--- Your objective ---
Some lines in the records below may hold the word "black"; give the number of those lines and nothing else.

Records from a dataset
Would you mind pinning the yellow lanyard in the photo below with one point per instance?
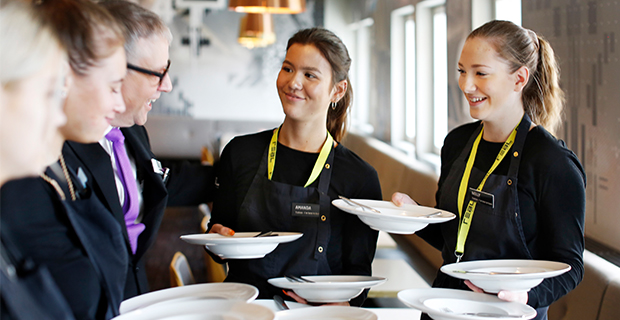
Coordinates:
(318, 166)
(471, 206)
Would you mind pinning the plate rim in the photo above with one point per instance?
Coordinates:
(490, 263)
(294, 312)
(190, 308)
(285, 237)
(127, 305)
(446, 293)
(328, 285)
(338, 204)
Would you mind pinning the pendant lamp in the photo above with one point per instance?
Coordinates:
(256, 30)
(268, 6)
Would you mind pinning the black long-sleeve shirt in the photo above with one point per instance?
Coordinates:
(551, 192)
(352, 245)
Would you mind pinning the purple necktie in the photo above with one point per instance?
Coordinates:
(131, 208)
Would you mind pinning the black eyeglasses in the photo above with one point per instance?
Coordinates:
(161, 76)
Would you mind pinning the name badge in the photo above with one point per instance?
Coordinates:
(482, 197)
(308, 210)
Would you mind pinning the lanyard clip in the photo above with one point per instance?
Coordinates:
(458, 255)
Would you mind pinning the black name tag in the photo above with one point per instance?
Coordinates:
(309, 210)
(482, 197)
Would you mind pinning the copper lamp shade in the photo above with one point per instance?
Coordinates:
(256, 30)
(268, 6)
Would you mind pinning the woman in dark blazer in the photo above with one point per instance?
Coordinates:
(64, 230)
(31, 76)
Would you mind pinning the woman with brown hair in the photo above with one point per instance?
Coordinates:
(261, 175)
(79, 241)
(519, 191)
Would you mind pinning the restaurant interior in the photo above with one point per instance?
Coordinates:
(225, 58)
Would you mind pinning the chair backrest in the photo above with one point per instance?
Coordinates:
(180, 272)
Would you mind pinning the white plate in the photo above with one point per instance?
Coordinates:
(270, 304)
(522, 274)
(450, 304)
(227, 291)
(406, 219)
(201, 310)
(327, 289)
(243, 245)
(327, 313)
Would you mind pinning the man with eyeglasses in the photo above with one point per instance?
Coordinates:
(121, 169)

--- Response ---
3